# [Text excerpt]
^^^^^^^^^^^^^^^^

LeetCode #507 Perfect Number Solution & Explanation

LeetCode Problem

A perfect number is a positive integer that is equal to the sum of its positive divisors, excluding the number itself. A divisor of an integer x is an integer that can divide x evenly.

Given an integer n, return true if n is a perfect number, otherwise return false.

Solution

Let’s use a easy iteration try to get the answer.

Iterate from 1 to num, to check all it’s positive divisors and sum them together.

C# Solution

❌First try

public class Solution {
    public bool CheckPerfectNumber(int num) {
        if(num == 1)
        {
            return false;
        }
        
        int sum = 0;
        
        for(int i =1; i<num;i++)
        {
            if(num%i ==0)
            {
                sum+=i;
            }
        }
        
        return num == sum;
    }
}

But, what we got? Time Limit Exceeded Error !!!!

⭐Solution1 – iterate to square root of num

If num has divisor, than it can be write as a * b

And when will we get the smallest difference between a and b ?

That will be num^1/2

Why we need to know this, that is because if a divisor is smaller than num^1/2 , we will find a divisor greater than num^1/2 ➡ we can check the iterate to num^1/2 instead of num

public class Solution {
    public bool CheckPerfectNumber(int num) {
        if(num == 1)      
        {
            return false;
        }
        
        int sum = 1;
        int max = (int)Math.Sqrt(num);  
        //int max = (int)Math.Pow(num,0.5);  //you can choose which you want
        
        for(int i =2; i<=max;i++)
        {
            if(num%i ==0)
            {
                sum+= i + num/i;
            }
        }
        return num == sum;
    }
}

Java Solution

Solution1 – iterate to square root of num

class Solution {
    public boolean checkPerfectNumber(int num) {
        if(num == 1)

^^^^^^^^^^^^^^^^

Image boundary labeling listing:
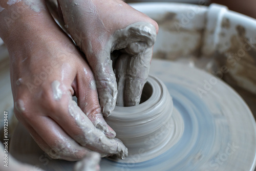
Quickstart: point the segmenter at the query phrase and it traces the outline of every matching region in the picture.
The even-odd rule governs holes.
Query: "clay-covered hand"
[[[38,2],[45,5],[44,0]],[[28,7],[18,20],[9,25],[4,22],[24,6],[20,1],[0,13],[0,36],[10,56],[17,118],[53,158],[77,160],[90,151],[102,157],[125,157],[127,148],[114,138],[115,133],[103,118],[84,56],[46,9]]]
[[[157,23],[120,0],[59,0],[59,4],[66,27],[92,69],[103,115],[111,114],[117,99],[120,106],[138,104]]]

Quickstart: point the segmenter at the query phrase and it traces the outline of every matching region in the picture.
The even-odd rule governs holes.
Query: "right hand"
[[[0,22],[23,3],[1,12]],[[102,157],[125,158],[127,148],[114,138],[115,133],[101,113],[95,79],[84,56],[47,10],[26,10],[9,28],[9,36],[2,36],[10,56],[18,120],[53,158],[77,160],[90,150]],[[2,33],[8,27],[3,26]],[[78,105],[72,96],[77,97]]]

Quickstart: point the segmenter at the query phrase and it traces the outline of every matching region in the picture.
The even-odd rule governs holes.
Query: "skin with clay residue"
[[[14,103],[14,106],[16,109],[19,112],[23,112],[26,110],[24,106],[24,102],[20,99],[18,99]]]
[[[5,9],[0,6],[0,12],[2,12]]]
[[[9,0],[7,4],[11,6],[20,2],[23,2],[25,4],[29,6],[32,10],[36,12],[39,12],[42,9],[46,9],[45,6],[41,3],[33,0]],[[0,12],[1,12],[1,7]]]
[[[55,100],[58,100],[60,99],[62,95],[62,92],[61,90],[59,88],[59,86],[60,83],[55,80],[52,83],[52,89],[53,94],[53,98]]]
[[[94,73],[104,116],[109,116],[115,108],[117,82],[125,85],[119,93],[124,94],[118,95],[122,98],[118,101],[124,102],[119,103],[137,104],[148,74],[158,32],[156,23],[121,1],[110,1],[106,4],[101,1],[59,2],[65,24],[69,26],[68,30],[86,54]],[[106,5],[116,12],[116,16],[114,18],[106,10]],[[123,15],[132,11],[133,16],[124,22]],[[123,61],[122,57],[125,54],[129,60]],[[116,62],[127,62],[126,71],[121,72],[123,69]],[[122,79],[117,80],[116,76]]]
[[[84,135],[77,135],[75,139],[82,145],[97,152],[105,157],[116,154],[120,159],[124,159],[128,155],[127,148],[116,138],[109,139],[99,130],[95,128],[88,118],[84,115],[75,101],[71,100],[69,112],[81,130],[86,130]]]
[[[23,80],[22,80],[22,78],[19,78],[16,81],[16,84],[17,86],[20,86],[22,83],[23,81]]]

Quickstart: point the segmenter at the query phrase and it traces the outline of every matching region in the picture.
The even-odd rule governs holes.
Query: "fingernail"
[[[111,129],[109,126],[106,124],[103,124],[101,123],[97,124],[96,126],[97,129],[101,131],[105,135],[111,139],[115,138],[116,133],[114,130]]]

^^^^^^^^^^^^^^^^

# [Work instructions]
Can you reproduce the Perfect Number write-up word for word, from "A perfect number is a positive" to "that can divide x evenly."?

# [Output below]
A perfect number is a positive integer that is equal to the sum of its positive divisors, excluding the number itself. A divisor of an integer x is an integer that can divide x evenly.